++++ Passage shown

Celebrating Black Women Trailblazers: A Conversation with Karama Neal

Amidst the rich tapestry of Arkansas’s history are remarkable women who have long been forging paths, leaving indelible marks on their communities and beyond. As we kick off Black History Month, the Women’s Foundation of Arkansas proudly spotlights one such trailblazer: Dr. Karama Neal, principal at the Neal Firm. In this exclusive Q&A for our Making History blog series, Karama shares insights from her journey, illuminating Black women’s challenges, triumphs, and enduring impact in Arkansas.

 

Can you share a bit about your background and journey? What inspired you to pursue the path you’re on today?

I’ve always loved basic science. After a high school lab job at UAMS, I earned my Ph.D. in genetics and worked in bioinformatics. I went on to rural and community development finance partly because I could have a more immediate impact on human well-being. I’m grateful for my experiences, especially my recent completion of a Presidential appointment. I look forward to continuing to identify ways to integrate these experiences as I enter my third career with my consulting firm, where I’ll work with corporate, academic, nonprofit, philanthropic and government entities. The throughline in all my work is a commitment to equity and opportunity.

The rigor of the scientific method still informs my work, and I encourage others to pursue scientific careers.  The WFA Girls of Promise Program ensures that more Arkansas girls feel confident pursuing STEM careers.

 

As a Black woman in Arkansas, what unique challenges and opportunities have you encountered in your professional and personal life?

As a relatively small state, Arkansas presents several opportunities that can be particularly relevant for Black women and others. For example, living in a small state can sometimes feel like there are only two degrees of separation rather than six. This makes it relatively easy to find some meaningful connection with almost anyone in (or from) the state. Also, our smaller population means that impactful change requires fewer people. That can make it easier to ‘move the needle’ on challenges and opportunities that exist in our state. These factors (and my family!) influenced my decision to move back home to Arkansas 15 years ago after 18 years away. And I expect that these and other reasons were relevant to my late mother, Janet Cobb, when she returned home to Arkansas from Chicago in the late 1960s.

++++++++

*Required work:*
1. In the Karama Neal interview, list the kinds of entities that Neal says her consulting firm will work with.
2. Carry on the Karama Neal interview, picking up right after its last sentence.

++++ Extracted material

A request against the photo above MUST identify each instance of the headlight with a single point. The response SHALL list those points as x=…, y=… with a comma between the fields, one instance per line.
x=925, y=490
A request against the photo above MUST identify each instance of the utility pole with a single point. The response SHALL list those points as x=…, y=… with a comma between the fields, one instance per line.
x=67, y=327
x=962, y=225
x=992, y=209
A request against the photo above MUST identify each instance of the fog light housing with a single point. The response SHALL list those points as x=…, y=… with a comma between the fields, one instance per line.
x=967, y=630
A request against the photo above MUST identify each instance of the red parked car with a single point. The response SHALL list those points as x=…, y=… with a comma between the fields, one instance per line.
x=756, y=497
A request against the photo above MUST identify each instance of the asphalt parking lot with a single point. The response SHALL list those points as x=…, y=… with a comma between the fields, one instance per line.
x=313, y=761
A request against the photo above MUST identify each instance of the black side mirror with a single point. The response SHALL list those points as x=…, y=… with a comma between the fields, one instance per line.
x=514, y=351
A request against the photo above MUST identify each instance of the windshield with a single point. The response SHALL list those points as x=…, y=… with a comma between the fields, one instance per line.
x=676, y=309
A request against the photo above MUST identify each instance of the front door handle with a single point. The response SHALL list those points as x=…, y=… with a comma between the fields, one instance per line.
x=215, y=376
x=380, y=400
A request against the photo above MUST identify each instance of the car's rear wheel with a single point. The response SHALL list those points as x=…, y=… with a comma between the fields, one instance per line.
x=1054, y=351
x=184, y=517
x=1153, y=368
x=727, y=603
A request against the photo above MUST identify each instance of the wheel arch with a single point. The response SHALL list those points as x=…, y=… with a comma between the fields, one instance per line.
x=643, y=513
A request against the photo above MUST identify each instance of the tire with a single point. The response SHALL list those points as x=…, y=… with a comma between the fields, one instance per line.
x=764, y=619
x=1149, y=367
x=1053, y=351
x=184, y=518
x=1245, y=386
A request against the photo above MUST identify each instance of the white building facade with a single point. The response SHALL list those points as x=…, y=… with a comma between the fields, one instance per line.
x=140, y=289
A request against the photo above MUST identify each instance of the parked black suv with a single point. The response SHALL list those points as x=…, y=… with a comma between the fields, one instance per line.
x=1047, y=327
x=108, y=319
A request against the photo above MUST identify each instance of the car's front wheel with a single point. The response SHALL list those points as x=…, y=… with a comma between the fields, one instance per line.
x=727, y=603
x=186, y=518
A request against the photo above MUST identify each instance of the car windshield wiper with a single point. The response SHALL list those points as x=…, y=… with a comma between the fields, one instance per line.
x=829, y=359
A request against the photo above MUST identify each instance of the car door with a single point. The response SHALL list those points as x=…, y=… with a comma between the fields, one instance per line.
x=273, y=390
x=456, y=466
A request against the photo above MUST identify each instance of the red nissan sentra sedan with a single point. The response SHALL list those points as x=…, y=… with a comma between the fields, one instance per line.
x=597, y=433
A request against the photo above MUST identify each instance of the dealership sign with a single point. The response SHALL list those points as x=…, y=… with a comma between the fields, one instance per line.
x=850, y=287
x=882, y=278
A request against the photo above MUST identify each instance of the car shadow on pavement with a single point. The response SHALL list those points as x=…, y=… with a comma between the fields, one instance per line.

++++++++

*Answers given:*
1. corporate, academic, nonprofit, philanthropic, government

2.
Black History Month is a time for reflection and celebration. In your opinion, what aspects of Black women’s contributions to Arkansas history are often overlooked or underestimated, and why are they significant?

We have so many incredible Arkansas women to celebrate! From Sister Rosetta Tharpe and Maya Angelou to Daisy Bates, Raye Montague and so many more. As I honor them, I also honor those who make a more local difference. For example, the late Maggie Fingers, a church member I knew from childhood, was the first black woman to work in the Little Rock Post Office. Or Anna Strong, principal of RR Moton High School in Marianna, who refused to hold a split term, which many schools used so that children could work in cotton fields in the fall rather than go to school. Their stories and many more inspire me by reminding me of what’s possible for me, my daughter and all our children. That’s important for what’s now often called Black Futures Month. 


In your experience, what are the key issues that need attention when it comes to supporting and uplifting Black women and girls in Arkansas? How can the community, organizations and individuals contribute to positive change?

There is a real need for equitable investment in traditional public schools, for women’s legal access to the full range of obstetric and other healthcare services, for equitable women’s economic opportunity and improved civic engagement. Regarding the latter, according to the recent civic engagement report from the Clinton School of Public Service, Arkansas has the lowest voter registration rate and the lowest voter turnout rate in the country. There’s so much work to do on these issues; addressing them will mean a better Arkansas for all of us and our future.  

 

What message would you like to share with the next generation of Black women leaders in Arkansas who aspire to follow in your footsteps?

My favorite author, the late Octavia Butler, has a line from an unfinished novel to have been titled “Parable of the Trickster.” In it, she wrote, “There is nothing new under the sun, but there are new suns.” I encourage everyone to go boldly toward their new sun!

Dr. Karama Neal is a longstanding supporter of the Women’s Foundation of Arkansas and was named the Brownie Ledbetter Civic Engagement Award recipient in 2020 and a Top 100 Woman of Impact in Arkansas in 2023.